Directions for this task: Leave the pictures out and return every line below exactly.

—————

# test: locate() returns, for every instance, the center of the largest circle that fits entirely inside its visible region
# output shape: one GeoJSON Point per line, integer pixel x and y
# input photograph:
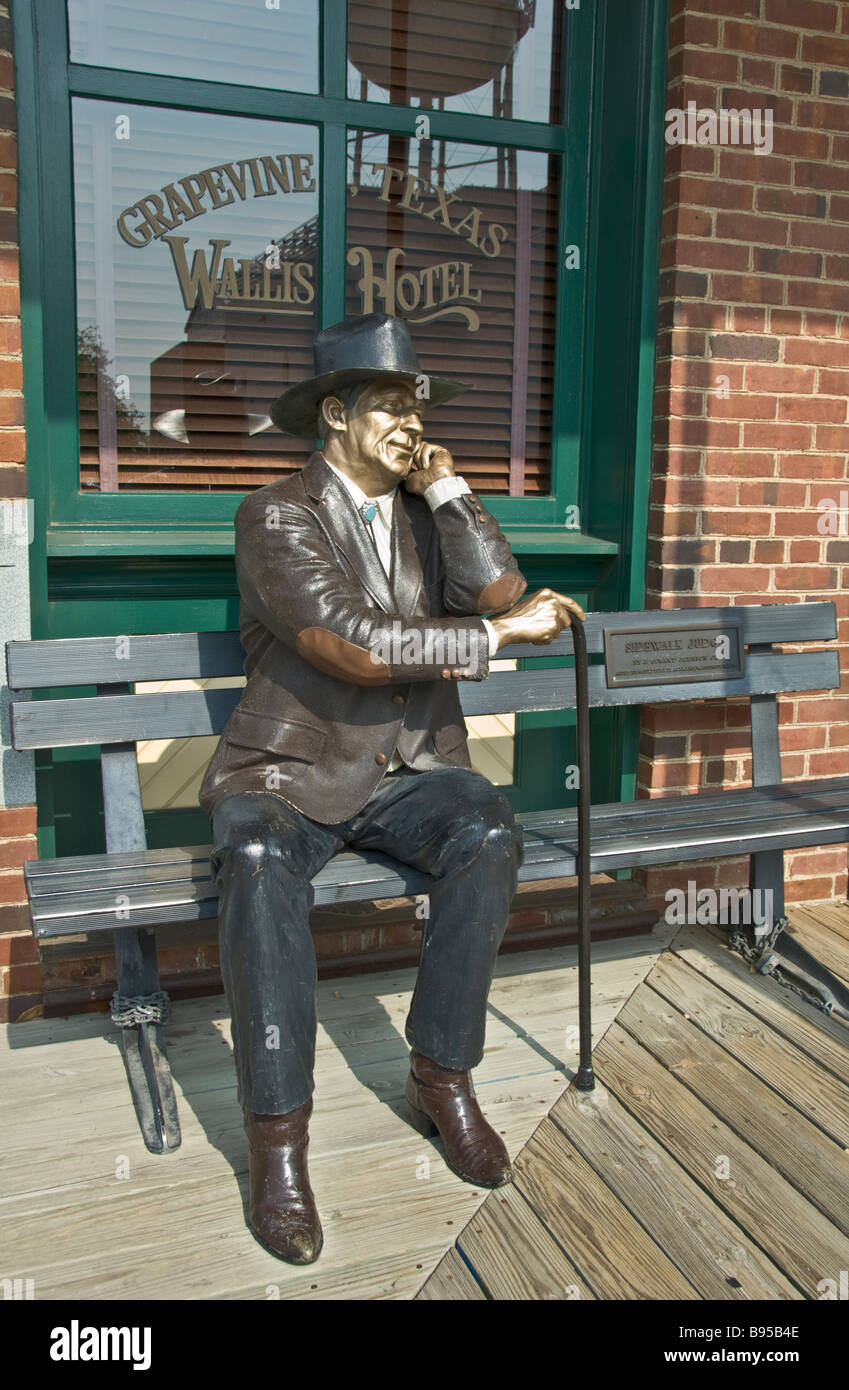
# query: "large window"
{"type": "Point", "coordinates": [232, 175]}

—————

Response:
# test: locate() returns, for every instance, the center of the largest circle that fits entirely inside its visible region
# output shape: one GeoJSON Point per line, integer pixel x and y
# input photograph:
# query: "large window"
{"type": "Point", "coordinates": [232, 175]}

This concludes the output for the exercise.